— Your assignment —
Transcribe each line below verbatim; pictures excluded.

Collected data entries:
* * * * * * * * *
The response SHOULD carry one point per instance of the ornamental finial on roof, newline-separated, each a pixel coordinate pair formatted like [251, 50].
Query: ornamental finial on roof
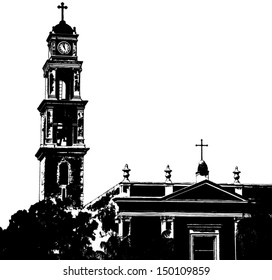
[236, 176]
[126, 171]
[168, 174]
[62, 7]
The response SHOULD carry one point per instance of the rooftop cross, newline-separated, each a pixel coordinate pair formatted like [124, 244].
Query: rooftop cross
[201, 145]
[62, 7]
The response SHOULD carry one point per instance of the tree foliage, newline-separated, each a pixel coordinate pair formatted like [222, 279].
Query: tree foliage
[254, 237]
[48, 230]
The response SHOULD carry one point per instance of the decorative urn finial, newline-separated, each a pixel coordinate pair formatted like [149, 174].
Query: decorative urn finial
[168, 174]
[126, 174]
[236, 176]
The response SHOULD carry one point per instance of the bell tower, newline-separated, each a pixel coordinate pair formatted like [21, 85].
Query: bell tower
[62, 148]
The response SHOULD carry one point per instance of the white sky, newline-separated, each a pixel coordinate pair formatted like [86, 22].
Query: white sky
[159, 76]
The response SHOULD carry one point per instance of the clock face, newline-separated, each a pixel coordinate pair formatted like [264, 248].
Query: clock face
[64, 47]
* * * * * * * * *
— Exercise answer —
The response SHOULD carry one point per instance of the ornamental finial on roof, newline-separated, each a pixel coordinate pair formatted like [251, 50].
Query: ornamental finial on roof
[236, 176]
[126, 171]
[168, 174]
[62, 7]
The response SHOULD carry one point per instance of the rooftop cross, newline-separated, each a pixel coordinate pair formatted like [124, 244].
Query: rooftop cross
[201, 145]
[62, 7]
The response SHOULD carry one point per instance of the tree foliage, newline-separated, each a pixel coordinate pair formatted like [222, 279].
Query: tree foliage
[254, 237]
[48, 230]
The response SHOULD carry one point per instance of the decorative urn finial, newline-separated, each a pixel coordinate pair formatted like [149, 174].
Query: decorative urn finial
[168, 174]
[126, 174]
[236, 176]
The response SHOULD carry one point per instance of the bell tower, newline-separated, each a pixel coordinate pair formatted like [21, 85].
Query: bell tower
[62, 148]
The response SHOULD carry one point per instance of the white sky, newline-separated, each a pixel coordinate pair formatted like [86, 22].
Query: white sky
[159, 76]
The response SHOULD carry one point per instance of the clock face, newline-separated, each a pixel coordinate pair formatted like [264, 248].
Query: clock face
[64, 47]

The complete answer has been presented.